# Given problem
Reproduce every item below verbatim, omitting the pictures from your output.

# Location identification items
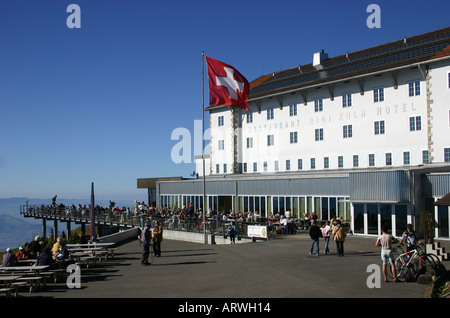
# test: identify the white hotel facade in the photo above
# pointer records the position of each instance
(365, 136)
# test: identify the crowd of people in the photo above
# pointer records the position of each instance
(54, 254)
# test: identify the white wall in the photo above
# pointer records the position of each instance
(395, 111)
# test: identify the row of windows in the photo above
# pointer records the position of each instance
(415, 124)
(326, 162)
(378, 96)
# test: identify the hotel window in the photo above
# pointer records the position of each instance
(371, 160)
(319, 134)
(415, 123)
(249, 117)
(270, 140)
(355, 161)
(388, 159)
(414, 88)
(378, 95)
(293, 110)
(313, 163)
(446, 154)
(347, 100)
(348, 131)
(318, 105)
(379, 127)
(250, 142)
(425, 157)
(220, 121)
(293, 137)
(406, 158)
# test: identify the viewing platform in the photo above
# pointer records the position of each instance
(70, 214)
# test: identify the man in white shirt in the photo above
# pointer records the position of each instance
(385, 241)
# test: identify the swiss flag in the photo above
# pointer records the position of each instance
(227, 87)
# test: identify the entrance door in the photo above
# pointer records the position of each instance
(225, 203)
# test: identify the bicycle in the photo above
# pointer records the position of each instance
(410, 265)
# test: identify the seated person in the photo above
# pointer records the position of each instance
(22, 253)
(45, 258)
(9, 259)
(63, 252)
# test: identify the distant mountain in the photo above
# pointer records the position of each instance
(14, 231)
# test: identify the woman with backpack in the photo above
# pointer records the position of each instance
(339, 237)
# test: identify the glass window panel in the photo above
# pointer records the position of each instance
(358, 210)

# Finished task
# test: identify the white hotel facade in the photo above
# pointer records the position of each instance
(365, 136)
# test: identify the crowd of people in the photo above
# pointer records the position of each instance
(54, 254)
# test: identify the white wall in the photo above
# pointer records the position of each instance
(395, 111)
# test: identify the row of windows in the photo above
# pointer records the position of each instance
(415, 124)
(326, 162)
(378, 96)
# test: identify the hotel window in the photo above
# pointer records the position of each instance
(371, 160)
(319, 134)
(415, 123)
(249, 117)
(270, 140)
(355, 161)
(388, 159)
(414, 88)
(378, 95)
(293, 110)
(313, 163)
(446, 154)
(347, 100)
(348, 131)
(318, 105)
(379, 127)
(250, 142)
(425, 157)
(220, 121)
(293, 137)
(406, 158)
# test: identify the viewing platform in the photo above
# pointer records the position of each instance
(70, 214)
# test: identify the man in white shirt in the photo above
# pointer records the position of each instance
(385, 241)
# test: identify the swiss flag in the photo above
# pointer records the position of each instance
(227, 87)
# test: identify the entrance door in the photo above
# pointer records the position of each instance
(225, 203)
# test: identify the bicycle in the photo above
# pointer records the position of each instance
(410, 265)
# test: identify the seated person in the photo above
# pointer records the position of each instance
(22, 253)
(45, 258)
(9, 259)
(63, 252)
# test: identify the distant mountain in the photo above
# pointer records the position of each instance
(14, 231)
# test: identify the woman with backpack in the photo above
# pointer records the position of each instance
(339, 237)
# test: identify the glass window panel in the photo above
# pointer records the position of each instance
(358, 210)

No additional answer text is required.